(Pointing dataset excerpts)

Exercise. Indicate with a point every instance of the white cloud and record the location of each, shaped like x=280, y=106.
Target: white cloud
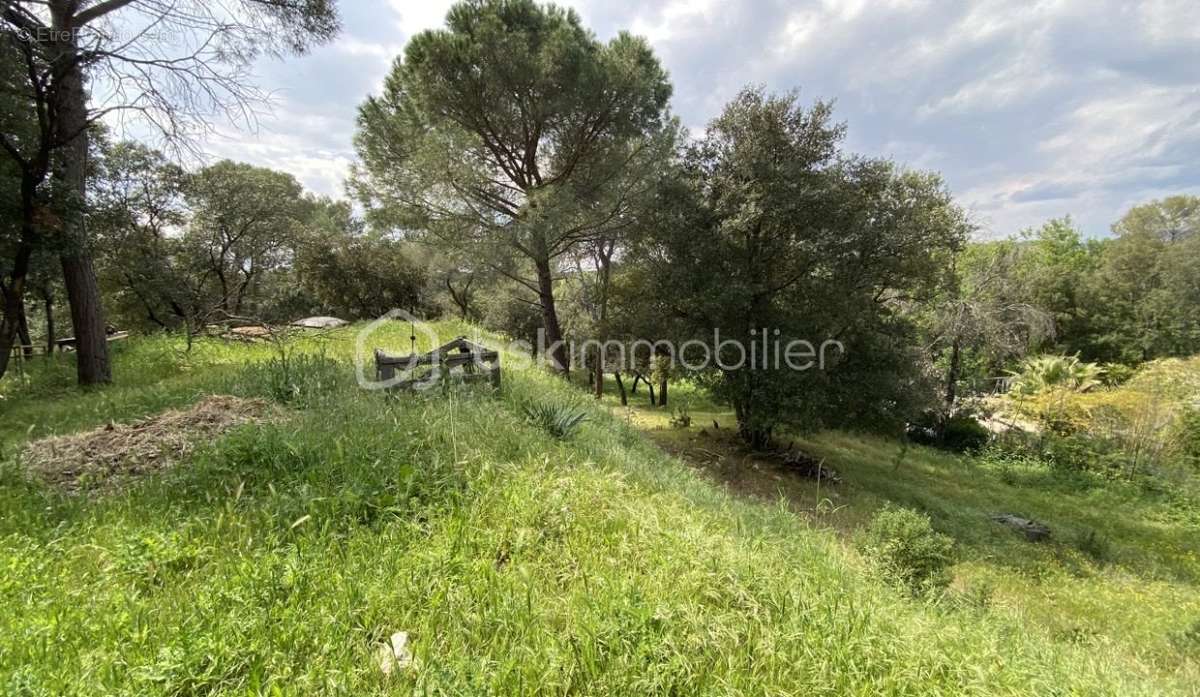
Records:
x=1030, y=109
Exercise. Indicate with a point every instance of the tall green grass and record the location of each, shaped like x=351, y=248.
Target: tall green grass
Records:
x=279, y=557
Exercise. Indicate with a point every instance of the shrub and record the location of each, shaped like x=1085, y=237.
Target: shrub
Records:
x=558, y=420
x=1186, y=437
x=906, y=547
x=964, y=433
x=1045, y=373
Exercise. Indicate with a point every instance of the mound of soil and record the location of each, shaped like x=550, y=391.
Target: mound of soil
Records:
x=113, y=454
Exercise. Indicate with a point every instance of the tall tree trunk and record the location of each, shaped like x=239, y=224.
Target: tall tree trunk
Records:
x=13, y=300
x=621, y=386
x=48, y=301
x=952, y=376
x=599, y=374
x=556, y=350
x=78, y=274
x=27, y=342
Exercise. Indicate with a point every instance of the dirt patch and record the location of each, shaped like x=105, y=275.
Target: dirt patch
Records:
x=113, y=454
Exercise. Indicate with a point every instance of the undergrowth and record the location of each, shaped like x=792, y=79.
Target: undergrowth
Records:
x=279, y=557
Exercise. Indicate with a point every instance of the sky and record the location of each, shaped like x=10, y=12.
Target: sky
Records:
x=1030, y=110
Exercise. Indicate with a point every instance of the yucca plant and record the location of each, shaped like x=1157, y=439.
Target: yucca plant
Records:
x=558, y=420
x=1044, y=373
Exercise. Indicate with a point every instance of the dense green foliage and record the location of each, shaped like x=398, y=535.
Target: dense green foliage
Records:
x=279, y=557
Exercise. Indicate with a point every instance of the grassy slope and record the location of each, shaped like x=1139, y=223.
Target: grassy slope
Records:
x=282, y=553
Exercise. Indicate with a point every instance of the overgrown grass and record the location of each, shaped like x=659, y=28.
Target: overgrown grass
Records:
x=282, y=554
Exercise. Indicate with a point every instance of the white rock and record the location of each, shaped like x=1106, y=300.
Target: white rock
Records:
x=395, y=656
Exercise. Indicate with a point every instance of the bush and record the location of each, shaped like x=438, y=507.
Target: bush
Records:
x=558, y=420
x=960, y=432
x=909, y=551
x=292, y=378
x=964, y=433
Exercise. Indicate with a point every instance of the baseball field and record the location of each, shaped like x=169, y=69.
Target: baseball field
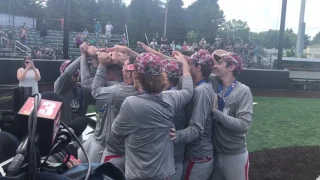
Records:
x=284, y=139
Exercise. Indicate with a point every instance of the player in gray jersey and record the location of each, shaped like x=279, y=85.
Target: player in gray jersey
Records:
x=144, y=121
x=232, y=114
x=198, y=161
x=173, y=72
x=94, y=145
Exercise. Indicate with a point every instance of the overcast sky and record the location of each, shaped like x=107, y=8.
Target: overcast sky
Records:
x=262, y=15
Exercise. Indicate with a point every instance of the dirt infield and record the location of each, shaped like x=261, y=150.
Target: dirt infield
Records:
x=292, y=163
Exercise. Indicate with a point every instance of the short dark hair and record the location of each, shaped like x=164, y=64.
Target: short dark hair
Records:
x=115, y=71
x=173, y=80
x=235, y=72
x=205, y=71
x=152, y=83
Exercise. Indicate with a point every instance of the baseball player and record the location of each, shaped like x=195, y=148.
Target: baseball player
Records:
x=232, y=116
x=198, y=161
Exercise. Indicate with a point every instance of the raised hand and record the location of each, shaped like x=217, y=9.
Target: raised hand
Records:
x=107, y=58
x=179, y=57
x=91, y=51
x=84, y=48
x=144, y=46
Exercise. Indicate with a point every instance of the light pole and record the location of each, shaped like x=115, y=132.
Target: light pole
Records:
x=301, y=30
x=281, y=33
x=66, y=29
x=165, y=18
x=9, y=12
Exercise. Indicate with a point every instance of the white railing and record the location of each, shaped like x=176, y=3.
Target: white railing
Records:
x=127, y=35
x=270, y=63
x=23, y=48
x=3, y=39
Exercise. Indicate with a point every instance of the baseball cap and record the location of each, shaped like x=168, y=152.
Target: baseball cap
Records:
x=172, y=68
x=149, y=64
x=64, y=66
x=202, y=57
x=216, y=55
x=233, y=58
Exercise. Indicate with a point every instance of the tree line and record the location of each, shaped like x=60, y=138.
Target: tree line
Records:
x=202, y=19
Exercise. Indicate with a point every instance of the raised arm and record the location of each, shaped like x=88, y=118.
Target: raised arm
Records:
x=98, y=89
x=182, y=97
x=22, y=74
x=150, y=50
x=86, y=74
x=243, y=118
x=37, y=74
x=63, y=83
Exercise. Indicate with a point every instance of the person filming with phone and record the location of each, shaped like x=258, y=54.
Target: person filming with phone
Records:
x=28, y=75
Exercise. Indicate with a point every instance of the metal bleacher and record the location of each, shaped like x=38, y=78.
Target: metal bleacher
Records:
x=54, y=39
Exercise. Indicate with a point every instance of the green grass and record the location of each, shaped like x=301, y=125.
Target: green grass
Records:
x=91, y=109
x=283, y=122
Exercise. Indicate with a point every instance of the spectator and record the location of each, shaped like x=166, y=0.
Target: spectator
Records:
x=23, y=36
x=246, y=52
x=178, y=46
x=164, y=40
x=185, y=46
x=190, y=47
x=154, y=44
x=109, y=28
x=256, y=52
x=24, y=26
x=28, y=75
x=124, y=40
x=78, y=40
x=202, y=43
x=85, y=33
x=218, y=42
x=10, y=33
x=97, y=29
x=236, y=48
x=43, y=30
x=173, y=46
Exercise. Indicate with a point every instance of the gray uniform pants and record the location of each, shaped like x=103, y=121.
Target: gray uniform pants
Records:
x=117, y=160
x=179, y=170
x=197, y=170
x=231, y=167
x=93, y=149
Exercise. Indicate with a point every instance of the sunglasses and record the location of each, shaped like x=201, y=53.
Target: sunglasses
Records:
x=76, y=74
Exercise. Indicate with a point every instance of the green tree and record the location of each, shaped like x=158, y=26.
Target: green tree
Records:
x=192, y=37
x=316, y=39
x=235, y=29
x=143, y=17
x=205, y=17
x=29, y=8
x=176, y=26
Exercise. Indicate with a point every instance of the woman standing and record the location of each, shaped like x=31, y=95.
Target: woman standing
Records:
x=145, y=120
x=28, y=75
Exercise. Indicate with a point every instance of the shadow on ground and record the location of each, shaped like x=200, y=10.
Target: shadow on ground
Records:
x=291, y=163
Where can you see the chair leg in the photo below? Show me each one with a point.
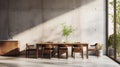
(82, 54)
(67, 55)
(26, 54)
(72, 53)
(50, 54)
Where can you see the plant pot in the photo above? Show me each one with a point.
(100, 52)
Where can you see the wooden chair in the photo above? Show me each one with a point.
(77, 49)
(47, 49)
(62, 49)
(29, 48)
(94, 48)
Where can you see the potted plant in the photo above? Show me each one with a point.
(100, 46)
(66, 31)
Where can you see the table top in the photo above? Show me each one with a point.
(63, 44)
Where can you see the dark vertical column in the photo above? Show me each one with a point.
(114, 29)
(107, 27)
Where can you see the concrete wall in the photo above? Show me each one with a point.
(34, 21)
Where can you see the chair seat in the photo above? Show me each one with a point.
(29, 48)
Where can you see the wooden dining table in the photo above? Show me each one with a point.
(56, 44)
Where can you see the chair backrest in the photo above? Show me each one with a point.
(29, 46)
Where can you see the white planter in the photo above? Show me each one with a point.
(100, 52)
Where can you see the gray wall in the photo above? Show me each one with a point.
(34, 21)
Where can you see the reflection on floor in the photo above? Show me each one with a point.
(55, 62)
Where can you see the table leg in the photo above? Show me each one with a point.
(87, 51)
(37, 51)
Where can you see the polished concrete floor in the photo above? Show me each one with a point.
(93, 61)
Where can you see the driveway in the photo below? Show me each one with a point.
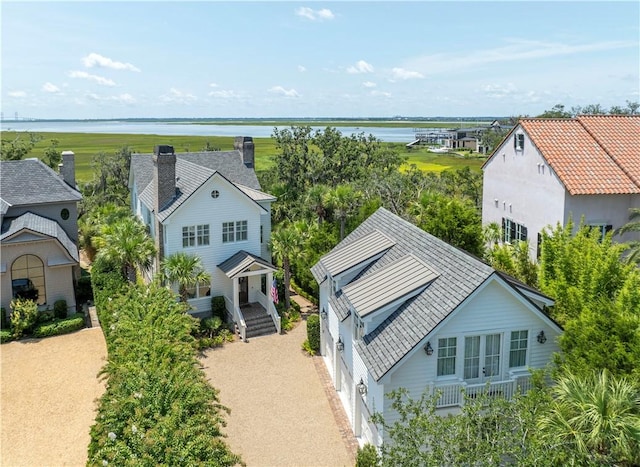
(280, 412)
(48, 398)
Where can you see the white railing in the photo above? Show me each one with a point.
(452, 394)
(271, 310)
(237, 317)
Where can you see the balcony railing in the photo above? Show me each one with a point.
(452, 393)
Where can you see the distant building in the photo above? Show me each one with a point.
(548, 170)
(39, 236)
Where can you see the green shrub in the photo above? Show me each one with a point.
(24, 314)
(58, 327)
(60, 309)
(218, 308)
(313, 332)
(367, 456)
(5, 336)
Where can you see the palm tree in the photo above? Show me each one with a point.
(598, 416)
(343, 199)
(127, 244)
(185, 270)
(632, 226)
(286, 242)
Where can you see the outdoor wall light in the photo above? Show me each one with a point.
(541, 337)
(362, 388)
(428, 349)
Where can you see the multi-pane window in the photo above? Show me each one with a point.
(518, 352)
(358, 327)
(203, 234)
(471, 357)
(512, 231)
(447, 356)
(193, 235)
(234, 231)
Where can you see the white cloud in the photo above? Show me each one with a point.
(380, 93)
(315, 15)
(360, 67)
(94, 59)
(284, 92)
(401, 73)
(178, 96)
(223, 94)
(50, 87)
(98, 79)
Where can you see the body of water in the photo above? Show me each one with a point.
(393, 135)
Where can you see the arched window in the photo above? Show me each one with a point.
(27, 279)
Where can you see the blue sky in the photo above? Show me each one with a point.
(315, 59)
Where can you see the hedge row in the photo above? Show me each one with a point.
(58, 327)
(158, 408)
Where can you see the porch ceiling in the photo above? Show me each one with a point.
(241, 261)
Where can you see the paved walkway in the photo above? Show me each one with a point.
(280, 412)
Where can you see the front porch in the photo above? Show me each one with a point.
(452, 393)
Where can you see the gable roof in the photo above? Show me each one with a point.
(459, 274)
(591, 154)
(30, 181)
(42, 225)
(190, 176)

- _EXERCISE DESCRIPTION_: Arrange the records as a Markdown table with the columns Row and Line, starting at the first line of the records and ending at the line that contains "x=1030, y=109", with both ends included. Number each line, skip any blank lines, and leave the pictures out.

- _PROBLEM SOLUTION_:
| Row | Line |
|---|---|
| 1 | Exercise. Indicate with a point every instance of the white cloud and record the location of each, shaped like x=280, y=106. |
| 2 | Target: white cloud |
| 3 | Records: |
| 4 | x=1030, y=109 |